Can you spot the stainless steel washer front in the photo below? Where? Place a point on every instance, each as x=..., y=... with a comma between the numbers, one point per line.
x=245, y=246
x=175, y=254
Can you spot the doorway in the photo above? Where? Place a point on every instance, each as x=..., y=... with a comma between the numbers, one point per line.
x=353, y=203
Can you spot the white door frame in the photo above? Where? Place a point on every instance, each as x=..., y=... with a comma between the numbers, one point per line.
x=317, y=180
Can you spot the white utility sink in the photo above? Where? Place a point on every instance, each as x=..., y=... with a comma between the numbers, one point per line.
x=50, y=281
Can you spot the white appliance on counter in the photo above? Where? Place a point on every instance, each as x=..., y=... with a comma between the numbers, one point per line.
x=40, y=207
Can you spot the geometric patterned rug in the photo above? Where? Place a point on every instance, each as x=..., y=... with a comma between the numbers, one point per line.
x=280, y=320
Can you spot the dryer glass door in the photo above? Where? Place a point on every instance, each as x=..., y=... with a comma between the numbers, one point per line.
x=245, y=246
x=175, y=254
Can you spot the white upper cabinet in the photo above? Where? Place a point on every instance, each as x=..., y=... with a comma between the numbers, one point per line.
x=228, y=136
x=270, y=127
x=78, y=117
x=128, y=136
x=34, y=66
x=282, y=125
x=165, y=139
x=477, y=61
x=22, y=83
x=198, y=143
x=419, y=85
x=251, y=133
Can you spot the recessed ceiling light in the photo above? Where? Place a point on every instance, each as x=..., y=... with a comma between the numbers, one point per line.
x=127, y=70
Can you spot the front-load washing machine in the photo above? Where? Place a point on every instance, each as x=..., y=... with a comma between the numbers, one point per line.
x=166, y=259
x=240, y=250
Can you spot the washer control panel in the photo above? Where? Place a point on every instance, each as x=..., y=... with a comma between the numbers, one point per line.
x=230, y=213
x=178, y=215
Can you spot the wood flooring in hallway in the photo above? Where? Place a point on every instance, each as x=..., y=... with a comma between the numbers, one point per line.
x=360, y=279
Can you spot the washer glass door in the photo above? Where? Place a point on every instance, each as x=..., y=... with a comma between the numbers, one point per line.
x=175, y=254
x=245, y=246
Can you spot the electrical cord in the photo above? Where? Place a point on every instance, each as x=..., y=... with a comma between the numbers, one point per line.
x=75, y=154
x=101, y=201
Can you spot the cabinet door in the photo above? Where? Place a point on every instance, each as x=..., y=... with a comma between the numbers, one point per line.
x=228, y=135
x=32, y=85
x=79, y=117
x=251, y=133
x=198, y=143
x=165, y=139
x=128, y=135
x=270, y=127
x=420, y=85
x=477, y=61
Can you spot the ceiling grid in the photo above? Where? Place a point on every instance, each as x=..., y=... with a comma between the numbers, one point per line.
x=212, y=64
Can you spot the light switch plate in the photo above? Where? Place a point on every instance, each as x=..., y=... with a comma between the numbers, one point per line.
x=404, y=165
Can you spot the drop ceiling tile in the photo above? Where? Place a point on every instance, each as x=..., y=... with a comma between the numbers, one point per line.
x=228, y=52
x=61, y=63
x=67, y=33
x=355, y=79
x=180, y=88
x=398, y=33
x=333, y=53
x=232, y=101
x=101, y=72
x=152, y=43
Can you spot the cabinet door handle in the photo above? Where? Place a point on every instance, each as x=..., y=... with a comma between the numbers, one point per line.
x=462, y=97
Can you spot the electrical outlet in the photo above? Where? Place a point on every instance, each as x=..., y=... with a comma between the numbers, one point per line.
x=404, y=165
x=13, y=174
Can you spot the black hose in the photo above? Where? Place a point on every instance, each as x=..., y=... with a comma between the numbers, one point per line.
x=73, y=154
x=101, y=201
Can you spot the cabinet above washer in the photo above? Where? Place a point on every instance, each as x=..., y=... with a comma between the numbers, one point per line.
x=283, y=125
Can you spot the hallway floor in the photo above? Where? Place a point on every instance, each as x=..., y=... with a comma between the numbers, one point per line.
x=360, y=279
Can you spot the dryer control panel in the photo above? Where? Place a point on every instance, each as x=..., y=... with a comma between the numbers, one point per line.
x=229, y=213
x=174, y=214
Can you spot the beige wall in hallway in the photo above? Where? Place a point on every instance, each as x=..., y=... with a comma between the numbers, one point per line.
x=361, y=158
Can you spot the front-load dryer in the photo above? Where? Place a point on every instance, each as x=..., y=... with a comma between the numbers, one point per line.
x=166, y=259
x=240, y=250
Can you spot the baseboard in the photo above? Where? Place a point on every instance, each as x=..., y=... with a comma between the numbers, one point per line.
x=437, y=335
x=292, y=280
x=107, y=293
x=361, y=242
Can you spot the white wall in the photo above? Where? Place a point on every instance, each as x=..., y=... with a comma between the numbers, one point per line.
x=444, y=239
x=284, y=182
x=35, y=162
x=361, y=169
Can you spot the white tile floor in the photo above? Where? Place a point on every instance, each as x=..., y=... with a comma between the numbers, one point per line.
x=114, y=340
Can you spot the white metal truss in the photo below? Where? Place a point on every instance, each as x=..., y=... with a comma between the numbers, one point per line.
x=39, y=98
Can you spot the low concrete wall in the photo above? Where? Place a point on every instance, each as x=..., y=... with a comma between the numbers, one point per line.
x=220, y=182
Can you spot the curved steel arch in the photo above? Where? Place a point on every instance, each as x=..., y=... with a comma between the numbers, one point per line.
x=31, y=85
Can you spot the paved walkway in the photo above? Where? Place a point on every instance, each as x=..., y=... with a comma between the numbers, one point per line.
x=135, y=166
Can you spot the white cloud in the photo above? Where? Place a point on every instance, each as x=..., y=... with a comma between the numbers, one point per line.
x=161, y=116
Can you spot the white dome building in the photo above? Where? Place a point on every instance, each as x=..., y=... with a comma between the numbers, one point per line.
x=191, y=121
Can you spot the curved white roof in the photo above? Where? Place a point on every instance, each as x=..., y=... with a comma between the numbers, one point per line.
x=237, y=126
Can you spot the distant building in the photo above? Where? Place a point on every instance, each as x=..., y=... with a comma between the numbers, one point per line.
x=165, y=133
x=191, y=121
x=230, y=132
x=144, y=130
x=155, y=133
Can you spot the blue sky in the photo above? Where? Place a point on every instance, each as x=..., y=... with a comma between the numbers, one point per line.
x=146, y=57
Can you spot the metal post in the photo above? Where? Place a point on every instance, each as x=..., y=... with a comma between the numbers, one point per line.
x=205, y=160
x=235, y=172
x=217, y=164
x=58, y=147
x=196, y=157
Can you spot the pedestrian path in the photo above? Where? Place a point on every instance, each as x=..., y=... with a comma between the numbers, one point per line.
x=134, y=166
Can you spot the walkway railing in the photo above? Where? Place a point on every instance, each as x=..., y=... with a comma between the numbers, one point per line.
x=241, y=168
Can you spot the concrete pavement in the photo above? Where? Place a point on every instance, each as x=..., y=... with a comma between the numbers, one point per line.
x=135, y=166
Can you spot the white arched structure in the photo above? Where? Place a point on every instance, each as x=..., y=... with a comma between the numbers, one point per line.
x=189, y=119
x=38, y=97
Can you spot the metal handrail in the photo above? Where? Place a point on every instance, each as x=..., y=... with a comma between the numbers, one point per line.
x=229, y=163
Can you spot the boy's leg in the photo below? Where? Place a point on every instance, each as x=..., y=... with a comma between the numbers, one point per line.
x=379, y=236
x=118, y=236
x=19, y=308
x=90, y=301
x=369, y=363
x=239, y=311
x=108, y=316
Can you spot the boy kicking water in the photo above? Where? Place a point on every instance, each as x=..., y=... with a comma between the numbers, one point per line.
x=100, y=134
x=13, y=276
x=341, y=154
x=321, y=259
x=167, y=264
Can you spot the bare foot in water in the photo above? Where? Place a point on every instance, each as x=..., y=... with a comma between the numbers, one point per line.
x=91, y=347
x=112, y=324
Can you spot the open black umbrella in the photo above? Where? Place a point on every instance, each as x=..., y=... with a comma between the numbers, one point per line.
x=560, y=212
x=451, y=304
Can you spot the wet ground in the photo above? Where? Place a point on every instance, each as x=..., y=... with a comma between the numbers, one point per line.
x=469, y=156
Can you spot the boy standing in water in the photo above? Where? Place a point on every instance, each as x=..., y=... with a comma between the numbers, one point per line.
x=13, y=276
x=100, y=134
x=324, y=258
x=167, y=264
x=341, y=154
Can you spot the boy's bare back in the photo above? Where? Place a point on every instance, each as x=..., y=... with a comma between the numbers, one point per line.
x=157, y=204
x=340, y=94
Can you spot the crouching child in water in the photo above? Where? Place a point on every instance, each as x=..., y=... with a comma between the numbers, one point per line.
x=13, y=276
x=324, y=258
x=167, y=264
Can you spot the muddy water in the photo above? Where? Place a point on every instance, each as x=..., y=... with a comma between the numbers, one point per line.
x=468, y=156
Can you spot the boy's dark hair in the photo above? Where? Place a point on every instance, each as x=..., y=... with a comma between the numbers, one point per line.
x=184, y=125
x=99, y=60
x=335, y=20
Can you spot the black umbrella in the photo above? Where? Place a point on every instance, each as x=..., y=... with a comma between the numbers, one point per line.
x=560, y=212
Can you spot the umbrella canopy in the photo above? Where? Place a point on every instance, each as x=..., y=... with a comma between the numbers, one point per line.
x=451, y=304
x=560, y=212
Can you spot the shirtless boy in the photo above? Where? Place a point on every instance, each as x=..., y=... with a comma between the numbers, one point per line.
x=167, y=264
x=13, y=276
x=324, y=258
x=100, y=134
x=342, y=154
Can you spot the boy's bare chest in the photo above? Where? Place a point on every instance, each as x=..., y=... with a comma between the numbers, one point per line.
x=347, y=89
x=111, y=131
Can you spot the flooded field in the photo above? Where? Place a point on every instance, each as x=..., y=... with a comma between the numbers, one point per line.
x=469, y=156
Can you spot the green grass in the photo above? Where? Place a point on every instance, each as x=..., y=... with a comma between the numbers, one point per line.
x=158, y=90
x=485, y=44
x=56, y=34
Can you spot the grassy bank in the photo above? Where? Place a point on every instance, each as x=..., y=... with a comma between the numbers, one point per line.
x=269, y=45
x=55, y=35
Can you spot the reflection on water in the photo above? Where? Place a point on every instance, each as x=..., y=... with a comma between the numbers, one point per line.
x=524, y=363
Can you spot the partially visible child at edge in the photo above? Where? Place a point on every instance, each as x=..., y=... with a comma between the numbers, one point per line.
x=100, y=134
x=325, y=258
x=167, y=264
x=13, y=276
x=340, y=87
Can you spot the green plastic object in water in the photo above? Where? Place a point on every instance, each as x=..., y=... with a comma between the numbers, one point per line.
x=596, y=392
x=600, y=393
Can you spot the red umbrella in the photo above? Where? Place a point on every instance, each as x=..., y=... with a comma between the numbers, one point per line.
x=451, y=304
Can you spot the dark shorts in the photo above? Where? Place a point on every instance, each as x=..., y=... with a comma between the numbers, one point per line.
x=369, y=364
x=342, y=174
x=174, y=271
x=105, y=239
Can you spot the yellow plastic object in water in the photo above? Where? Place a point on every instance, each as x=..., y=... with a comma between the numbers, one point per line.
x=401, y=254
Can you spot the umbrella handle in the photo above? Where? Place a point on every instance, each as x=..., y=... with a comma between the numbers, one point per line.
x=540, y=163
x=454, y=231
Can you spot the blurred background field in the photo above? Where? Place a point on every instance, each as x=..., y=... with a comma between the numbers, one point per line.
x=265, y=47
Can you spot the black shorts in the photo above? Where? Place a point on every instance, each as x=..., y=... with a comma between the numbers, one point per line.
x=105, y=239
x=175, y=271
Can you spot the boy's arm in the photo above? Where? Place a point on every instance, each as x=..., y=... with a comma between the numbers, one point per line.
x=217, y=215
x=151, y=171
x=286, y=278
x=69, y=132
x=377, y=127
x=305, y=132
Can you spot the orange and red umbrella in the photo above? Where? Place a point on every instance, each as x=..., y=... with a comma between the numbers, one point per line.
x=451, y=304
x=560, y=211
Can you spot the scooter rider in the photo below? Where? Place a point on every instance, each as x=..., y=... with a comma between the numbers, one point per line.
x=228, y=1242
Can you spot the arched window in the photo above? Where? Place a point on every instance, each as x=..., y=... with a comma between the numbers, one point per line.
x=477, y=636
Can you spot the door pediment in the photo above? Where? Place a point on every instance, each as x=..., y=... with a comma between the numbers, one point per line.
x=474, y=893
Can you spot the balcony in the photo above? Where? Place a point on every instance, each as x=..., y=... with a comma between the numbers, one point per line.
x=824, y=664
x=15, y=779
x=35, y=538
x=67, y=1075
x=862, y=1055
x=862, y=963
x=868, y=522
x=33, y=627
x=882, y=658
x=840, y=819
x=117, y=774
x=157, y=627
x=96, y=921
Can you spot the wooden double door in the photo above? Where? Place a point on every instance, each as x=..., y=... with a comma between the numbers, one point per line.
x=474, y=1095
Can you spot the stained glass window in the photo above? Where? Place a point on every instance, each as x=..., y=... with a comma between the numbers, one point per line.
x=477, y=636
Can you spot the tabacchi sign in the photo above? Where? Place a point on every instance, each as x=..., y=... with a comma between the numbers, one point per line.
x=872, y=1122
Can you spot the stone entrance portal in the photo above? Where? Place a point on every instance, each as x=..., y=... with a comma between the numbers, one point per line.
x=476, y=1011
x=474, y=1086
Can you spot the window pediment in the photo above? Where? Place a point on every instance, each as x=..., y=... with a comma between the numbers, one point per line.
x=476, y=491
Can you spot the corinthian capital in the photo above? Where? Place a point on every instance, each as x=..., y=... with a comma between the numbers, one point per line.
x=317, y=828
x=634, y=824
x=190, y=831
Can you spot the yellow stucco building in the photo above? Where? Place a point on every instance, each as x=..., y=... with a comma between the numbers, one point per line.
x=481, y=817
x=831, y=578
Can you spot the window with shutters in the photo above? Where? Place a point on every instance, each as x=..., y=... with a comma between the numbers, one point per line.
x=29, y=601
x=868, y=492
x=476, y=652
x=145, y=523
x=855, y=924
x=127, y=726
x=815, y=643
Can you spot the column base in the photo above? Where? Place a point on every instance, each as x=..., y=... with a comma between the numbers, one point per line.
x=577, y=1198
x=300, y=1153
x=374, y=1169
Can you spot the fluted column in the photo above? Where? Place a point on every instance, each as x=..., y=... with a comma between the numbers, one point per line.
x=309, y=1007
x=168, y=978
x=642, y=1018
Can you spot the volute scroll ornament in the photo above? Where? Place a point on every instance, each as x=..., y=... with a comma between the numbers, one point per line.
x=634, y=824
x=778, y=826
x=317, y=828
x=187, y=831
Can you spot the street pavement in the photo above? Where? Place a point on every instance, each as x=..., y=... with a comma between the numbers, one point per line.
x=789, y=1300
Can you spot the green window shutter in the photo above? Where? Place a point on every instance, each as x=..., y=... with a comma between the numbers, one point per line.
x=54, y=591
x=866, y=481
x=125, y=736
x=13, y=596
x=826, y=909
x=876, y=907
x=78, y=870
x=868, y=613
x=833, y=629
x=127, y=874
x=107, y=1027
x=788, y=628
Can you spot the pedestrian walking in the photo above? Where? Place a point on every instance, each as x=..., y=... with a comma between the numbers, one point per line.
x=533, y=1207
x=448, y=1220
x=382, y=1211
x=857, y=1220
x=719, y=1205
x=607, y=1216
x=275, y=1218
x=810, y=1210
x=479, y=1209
• • • •
• [Goal of the exercise]:
Express the stretch of the material from the line containing "Can you spot the boy's bare chest" through the line containing "x=454, y=231" as a numbered list, leaving out any blank lines.

• [Answer in full]:
1. Can you spot the boy's bare chest in the photo above? Where? Place a point on every instance, each as x=..., y=... with a comma between the numbers, one point per line.
2. x=347, y=89
3. x=111, y=131
4. Can you spot the flooded field in the photo above? Where? Place a point on every instance, each as x=..., y=... with a comma between the numbers, one point per line.
5. x=469, y=156
6. Can you spot the green grass in the photo above? Where? Place a point on every instance, each as x=..., y=... with a comma between the numbers, one point per line.
7. x=158, y=90
8. x=485, y=44
9. x=56, y=34
10. Can you spot the grassy bank in the photo above? Where? Place a point on every instance, each as x=..., y=... with a comma between the numbers, one point per line.
11. x=269, y=45
12. x=55, y=35
13. Can you spot the reflection on water in the photo above? Where? Place a point on every instance, each as x=..., y=... with a comma between the numbers, one point per line.
14. x=524, y=363
15. Can you spot the partially visible child at edge in the photo above? Where? Place a point on every instance, each as x=..., y=... with a comma between the numbers, one point per line.
16. x=100, y=134
17. x=325, y=258
18. x=167, y=264
19. x=13, y=276
20. x=340, y=87
21. Can you spot the green plastic object in water in the photo above? Where? Place a point on every instance, each as x=..., y=... with a comma between the numbers, one point per line.
22. x=596, y=392
23. x=600, y=393
24. Can you spot the red umbrella in the photo above? Where? Place a point on every instance, each as x=..., y=... with a comma between the numbers, one point per line.
25. x=451, y=304
26. Can you spot the dark shorts in the photo above? Where? Place a point on every instance, each as x=..., y=... with a comma between the numbers, one point per line.
27. x=369, y=364
28. x=342, y=174
29. x=174, y=271
30. x=105, y=239
31. Can you spot the yellow plastic object in water in the photo above? Where? Place a point on every instance, each as x=..., y=... with a comma between the numbers, one point per line.
32. x=401, y=254
33. Can you spot the umbrella handle in the photo above? Where? Place a point on every instance, each as x=..., y=... with a comma between the numbers, one point per line.
34. x=540, y=163
35. x=454, y=231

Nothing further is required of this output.